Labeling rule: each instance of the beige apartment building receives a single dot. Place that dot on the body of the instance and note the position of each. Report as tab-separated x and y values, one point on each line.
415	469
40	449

::::

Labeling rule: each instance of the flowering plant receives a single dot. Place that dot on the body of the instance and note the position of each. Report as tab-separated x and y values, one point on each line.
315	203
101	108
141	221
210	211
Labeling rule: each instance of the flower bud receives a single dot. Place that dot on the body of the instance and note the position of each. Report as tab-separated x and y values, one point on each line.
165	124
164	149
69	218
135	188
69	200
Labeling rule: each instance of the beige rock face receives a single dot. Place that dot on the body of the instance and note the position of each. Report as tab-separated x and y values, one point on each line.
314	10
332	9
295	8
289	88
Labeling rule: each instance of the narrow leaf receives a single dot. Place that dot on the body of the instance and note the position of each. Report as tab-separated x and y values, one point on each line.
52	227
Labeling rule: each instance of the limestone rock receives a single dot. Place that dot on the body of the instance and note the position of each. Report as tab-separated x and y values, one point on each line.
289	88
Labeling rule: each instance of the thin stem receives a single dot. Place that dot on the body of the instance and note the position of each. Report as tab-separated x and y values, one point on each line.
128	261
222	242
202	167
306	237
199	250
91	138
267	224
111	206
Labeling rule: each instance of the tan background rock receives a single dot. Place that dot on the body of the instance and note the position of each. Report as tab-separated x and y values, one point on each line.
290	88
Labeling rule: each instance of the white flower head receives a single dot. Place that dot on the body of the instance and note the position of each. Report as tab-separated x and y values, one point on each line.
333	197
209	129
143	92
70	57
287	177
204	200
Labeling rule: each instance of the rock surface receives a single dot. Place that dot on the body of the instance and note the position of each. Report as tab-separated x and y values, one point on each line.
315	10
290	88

::::

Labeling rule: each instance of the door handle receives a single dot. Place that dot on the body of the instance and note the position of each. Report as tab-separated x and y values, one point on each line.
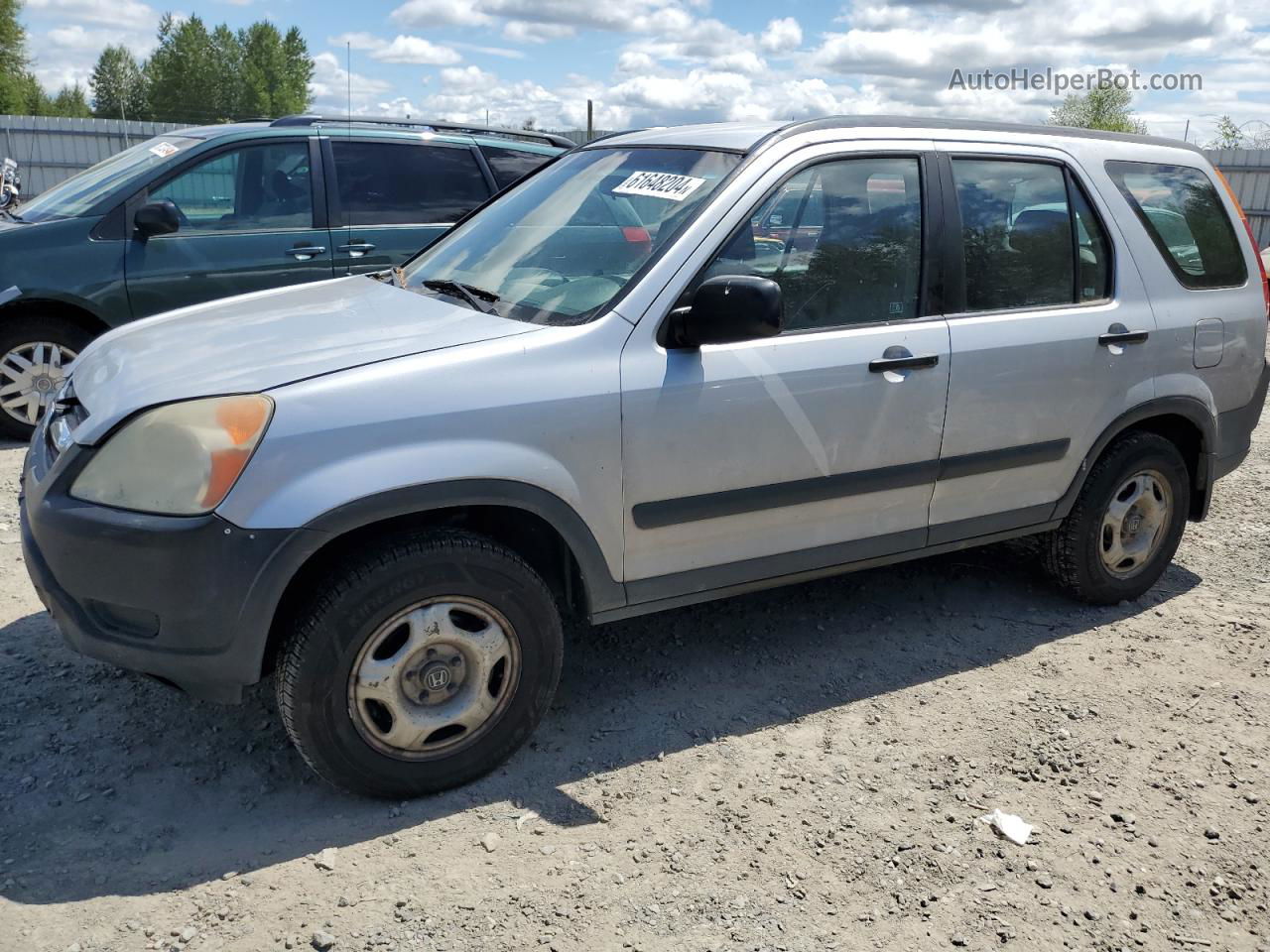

::::

* **Your task**
How many lines of the listing above contain the string "door", counting only case-exact matches? Reply with the number alone.

* **Solution to this task**
1